• [TEXTO FORNECIDO]
* * * * *

Fundada em 1854 por um profissional especializado em acomodar nos imensos baús da época os trajes volumosos de famílias ricas, que embarcavam em navios a vapor, a griffe Louis Vuitton tornou-se um sinônimo de luxo em viagem. As imensas transformações nos meios de transporte e no estilo dos viajantes deram-lhe oportunidade de se desdobrar em novos produtos sem perder a aura de tradição. Desde a abertura, numa pequena fábrica em Paris, até hoje, a griffe desenvolveu um pequeno império, com 5.600 funcionários e 251 lojas em 40 países. Em sua oitava visita ao Brasil para inaugurar, em São Paulo, a terceira loja Louis Vuitton no País e para uma viagem de lazer ao Pantanal, o vice-presidente da empresa para a área de marketing, Jean-Marc Loubier, 42 anos, falou do comportamento no mundo dos produtos de luxo.

* * * * *

• [DADOS APRESENTADOS]
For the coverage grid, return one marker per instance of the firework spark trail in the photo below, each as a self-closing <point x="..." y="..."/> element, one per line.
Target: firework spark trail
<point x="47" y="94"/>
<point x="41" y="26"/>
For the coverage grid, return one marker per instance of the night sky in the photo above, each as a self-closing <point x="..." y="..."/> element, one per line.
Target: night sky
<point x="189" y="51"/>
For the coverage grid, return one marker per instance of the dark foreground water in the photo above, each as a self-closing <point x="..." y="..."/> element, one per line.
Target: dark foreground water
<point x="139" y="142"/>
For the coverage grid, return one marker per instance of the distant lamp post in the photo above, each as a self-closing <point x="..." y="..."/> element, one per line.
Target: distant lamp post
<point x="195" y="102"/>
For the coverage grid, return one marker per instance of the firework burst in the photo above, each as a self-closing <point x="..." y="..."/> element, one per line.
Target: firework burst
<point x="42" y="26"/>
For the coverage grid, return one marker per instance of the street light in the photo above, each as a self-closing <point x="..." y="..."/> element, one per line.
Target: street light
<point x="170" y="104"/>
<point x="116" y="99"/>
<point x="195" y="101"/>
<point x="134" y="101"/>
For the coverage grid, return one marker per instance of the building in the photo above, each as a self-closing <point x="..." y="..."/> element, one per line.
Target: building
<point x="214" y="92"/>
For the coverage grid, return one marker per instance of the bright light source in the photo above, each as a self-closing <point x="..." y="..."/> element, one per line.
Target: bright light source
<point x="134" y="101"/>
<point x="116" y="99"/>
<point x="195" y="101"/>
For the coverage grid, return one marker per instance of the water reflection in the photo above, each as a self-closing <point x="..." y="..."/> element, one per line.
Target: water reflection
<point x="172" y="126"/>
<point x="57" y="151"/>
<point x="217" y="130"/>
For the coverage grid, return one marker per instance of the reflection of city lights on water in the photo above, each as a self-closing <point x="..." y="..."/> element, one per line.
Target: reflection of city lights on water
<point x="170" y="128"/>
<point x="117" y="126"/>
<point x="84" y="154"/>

* * * * *

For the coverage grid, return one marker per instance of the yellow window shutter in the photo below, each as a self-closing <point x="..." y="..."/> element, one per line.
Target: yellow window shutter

* * * * *

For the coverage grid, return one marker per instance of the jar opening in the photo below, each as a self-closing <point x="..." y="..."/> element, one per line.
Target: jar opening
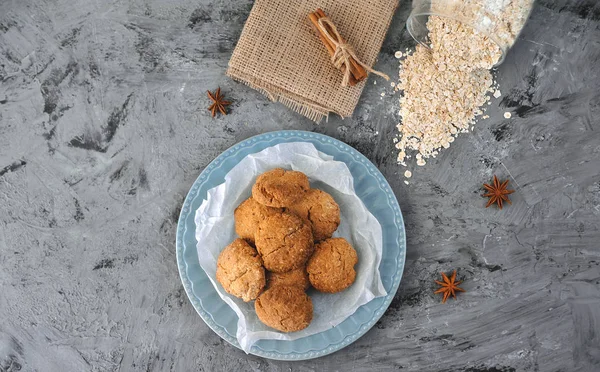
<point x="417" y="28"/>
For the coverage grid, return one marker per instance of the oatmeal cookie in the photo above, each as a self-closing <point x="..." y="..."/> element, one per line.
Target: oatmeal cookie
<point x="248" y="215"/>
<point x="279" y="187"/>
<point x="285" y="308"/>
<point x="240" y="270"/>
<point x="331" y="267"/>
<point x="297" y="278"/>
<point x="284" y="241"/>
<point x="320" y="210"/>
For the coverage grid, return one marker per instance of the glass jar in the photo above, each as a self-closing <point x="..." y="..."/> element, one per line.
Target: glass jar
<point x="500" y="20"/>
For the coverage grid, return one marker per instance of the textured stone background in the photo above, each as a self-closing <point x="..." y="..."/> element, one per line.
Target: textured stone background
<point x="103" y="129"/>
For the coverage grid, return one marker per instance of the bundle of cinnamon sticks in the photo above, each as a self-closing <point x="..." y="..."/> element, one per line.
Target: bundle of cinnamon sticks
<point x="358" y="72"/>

* * * * *

• [O QUE SE ESPERA] Reproduza sem alterações o trecho do texto sobre a Louis Vuitton entre "Fundada em 1854" e "produtos de luxo.", inclusive. A listagem não tem relação com o texto sobre a Louis Vuitton.

• [RESOLUÇÃO DO EXERCÍCIO]
Fundada em 1854 por um profissional especializado em acomodar nos imensos baús da época os trajes volumosos de famílias ricas, que embarcavam em navios a vapor, a griffe Louis Vuitton tornou-se um sinônimo de luxo em viagem. As imensas transformações nos meios de transporte e no estilo dos viajantes deram-lhe oportunidade de se desdobrar em novos produtos sem perder a aura de tradição. Desde a abertura, numa pequena fábrica em Paris, até hoje, a griffe desenvolveu um pequeno império, com 5.600 funcionários e 251 lojas em 40 países. Em sua oitava visita ao Brasil para inaugurar, em São Paulo, a terceira loja Louis Vuitton no País e para uma viagem de lazer ao Pantanal, o vice-presidente da empresa para a área de marketing, Jean-Marc Loubier, 42 anos, falou do comportamento no mundo dos produtos de luxo.